- Given task
Copy out character for character only the lines of the entries below, from the line with "Return one point per instance of the straw" up to and including the line with "x=55, y=205".

──────────

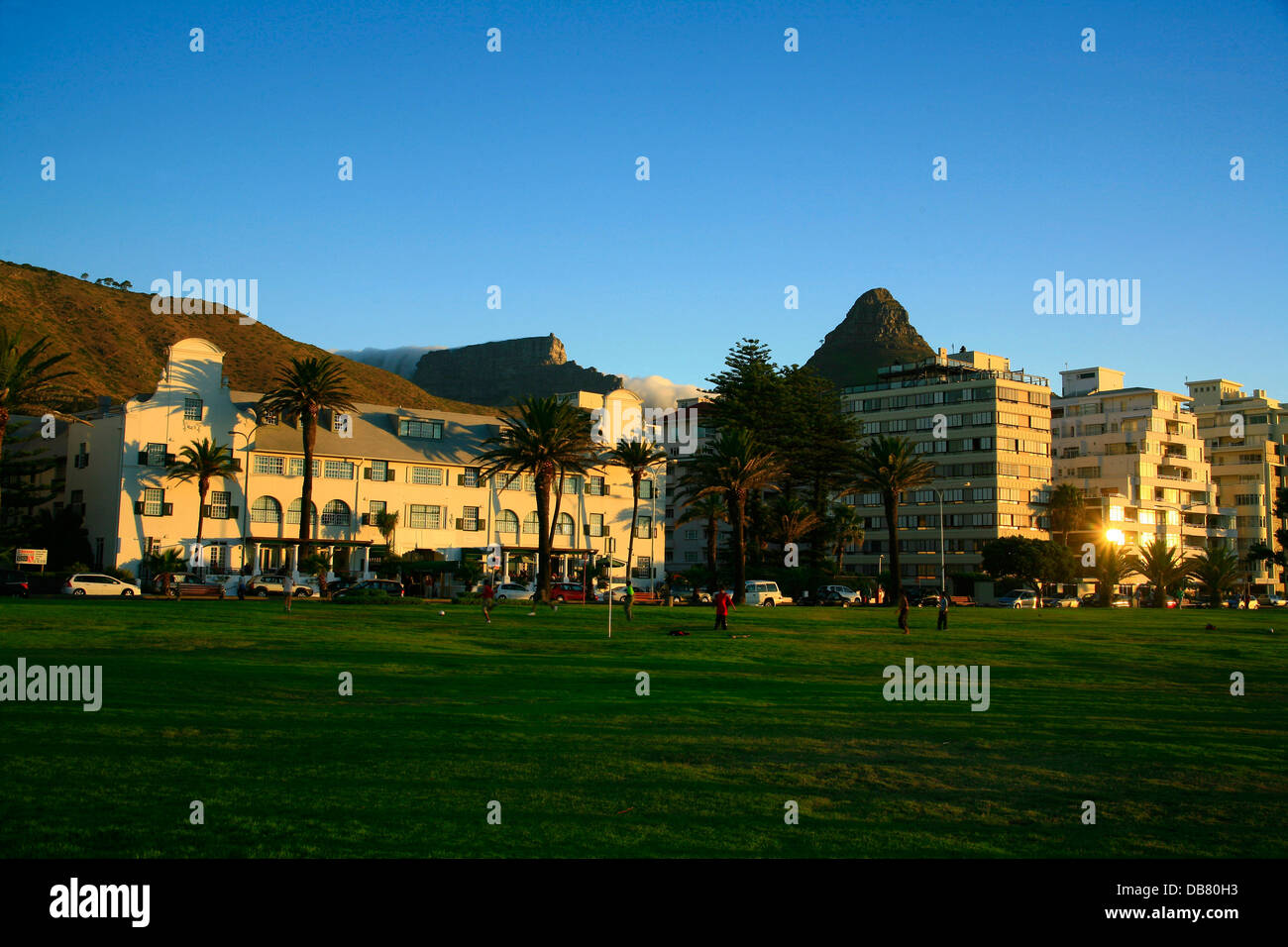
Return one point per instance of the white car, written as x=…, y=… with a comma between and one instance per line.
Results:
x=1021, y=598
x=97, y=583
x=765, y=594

──────────

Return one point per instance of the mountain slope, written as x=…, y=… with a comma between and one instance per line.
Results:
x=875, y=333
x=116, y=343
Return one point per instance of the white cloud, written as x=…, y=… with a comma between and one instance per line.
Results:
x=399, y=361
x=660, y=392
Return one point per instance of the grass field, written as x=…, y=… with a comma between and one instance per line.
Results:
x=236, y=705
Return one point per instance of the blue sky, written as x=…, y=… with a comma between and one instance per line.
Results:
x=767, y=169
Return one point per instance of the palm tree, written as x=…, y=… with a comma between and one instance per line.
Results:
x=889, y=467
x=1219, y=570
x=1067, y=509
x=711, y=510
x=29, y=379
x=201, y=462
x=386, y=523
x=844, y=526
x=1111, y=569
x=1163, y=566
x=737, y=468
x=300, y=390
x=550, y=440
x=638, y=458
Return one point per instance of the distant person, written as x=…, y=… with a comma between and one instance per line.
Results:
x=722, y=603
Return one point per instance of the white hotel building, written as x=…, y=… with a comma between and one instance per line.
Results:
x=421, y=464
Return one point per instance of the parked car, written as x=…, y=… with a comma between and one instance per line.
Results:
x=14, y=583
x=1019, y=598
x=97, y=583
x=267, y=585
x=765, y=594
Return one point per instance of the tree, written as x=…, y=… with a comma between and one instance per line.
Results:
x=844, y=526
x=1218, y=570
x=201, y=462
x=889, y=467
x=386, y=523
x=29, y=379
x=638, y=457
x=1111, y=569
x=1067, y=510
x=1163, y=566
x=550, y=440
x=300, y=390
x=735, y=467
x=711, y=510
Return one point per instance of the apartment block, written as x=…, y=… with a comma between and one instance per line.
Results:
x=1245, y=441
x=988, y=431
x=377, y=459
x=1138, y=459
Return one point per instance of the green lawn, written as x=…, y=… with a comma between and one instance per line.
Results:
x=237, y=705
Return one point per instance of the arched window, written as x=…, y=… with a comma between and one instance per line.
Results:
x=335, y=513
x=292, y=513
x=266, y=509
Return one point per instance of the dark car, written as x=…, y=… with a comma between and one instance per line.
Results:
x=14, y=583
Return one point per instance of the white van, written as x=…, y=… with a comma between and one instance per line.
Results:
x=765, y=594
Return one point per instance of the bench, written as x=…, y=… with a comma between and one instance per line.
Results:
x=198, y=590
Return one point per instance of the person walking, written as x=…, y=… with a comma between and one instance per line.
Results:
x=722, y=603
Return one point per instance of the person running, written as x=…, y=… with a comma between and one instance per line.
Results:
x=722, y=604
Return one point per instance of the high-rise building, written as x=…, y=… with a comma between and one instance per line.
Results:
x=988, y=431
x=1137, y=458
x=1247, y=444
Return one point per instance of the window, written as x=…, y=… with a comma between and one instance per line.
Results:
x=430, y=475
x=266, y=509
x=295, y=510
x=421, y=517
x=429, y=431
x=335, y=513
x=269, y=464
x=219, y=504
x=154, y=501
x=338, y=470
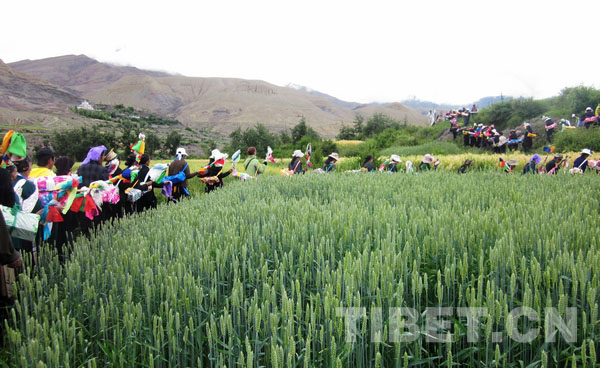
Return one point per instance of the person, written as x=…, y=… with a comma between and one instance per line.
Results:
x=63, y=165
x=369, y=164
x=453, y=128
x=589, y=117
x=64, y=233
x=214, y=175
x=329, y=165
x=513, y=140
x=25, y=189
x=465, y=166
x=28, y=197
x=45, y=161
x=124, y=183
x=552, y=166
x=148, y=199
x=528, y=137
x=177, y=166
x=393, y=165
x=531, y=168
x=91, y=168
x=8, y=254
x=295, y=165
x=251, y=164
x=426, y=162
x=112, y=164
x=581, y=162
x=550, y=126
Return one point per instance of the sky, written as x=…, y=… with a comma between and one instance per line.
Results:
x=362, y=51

──────────

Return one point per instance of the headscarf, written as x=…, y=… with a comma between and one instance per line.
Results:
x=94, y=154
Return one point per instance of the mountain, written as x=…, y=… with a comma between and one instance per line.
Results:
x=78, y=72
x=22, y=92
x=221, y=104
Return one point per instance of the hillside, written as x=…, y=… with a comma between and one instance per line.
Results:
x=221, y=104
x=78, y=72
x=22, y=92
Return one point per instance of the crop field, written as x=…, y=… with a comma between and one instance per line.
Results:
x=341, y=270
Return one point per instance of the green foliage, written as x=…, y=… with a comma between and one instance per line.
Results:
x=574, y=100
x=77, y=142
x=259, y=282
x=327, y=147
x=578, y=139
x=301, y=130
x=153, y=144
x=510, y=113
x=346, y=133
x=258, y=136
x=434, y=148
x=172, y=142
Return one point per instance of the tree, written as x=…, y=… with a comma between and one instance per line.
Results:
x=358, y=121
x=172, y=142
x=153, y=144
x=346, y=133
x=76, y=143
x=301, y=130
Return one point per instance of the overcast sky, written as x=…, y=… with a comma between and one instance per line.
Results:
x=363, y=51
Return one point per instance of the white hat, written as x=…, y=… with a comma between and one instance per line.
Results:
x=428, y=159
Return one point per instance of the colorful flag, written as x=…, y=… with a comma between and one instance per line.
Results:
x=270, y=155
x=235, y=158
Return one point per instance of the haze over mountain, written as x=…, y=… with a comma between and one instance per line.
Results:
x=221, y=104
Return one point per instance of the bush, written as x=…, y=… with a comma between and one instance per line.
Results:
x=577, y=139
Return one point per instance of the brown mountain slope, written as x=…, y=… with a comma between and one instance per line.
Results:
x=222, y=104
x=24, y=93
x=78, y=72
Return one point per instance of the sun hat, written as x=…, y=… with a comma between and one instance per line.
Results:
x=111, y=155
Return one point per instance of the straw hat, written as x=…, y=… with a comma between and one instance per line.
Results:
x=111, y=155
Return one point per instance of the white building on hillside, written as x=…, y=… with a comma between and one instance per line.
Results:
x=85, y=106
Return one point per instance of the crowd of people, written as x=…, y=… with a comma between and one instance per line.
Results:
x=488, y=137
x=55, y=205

──────────

- Full solution
Return one point per instance of the straw hat, written as x=…, y=… with a comma between and one instance per line.
Results:
x=111, y=155
Return one point per instance of the white building on hillside, written as x=…, y=… with a comma between and one instance per line.
Results:
x=85, y=106
Return one point per instance of the crowd of people, written as x=…, y=… with a comma between and one instance per line.
Results:
x=488, y=137
x=55, y=205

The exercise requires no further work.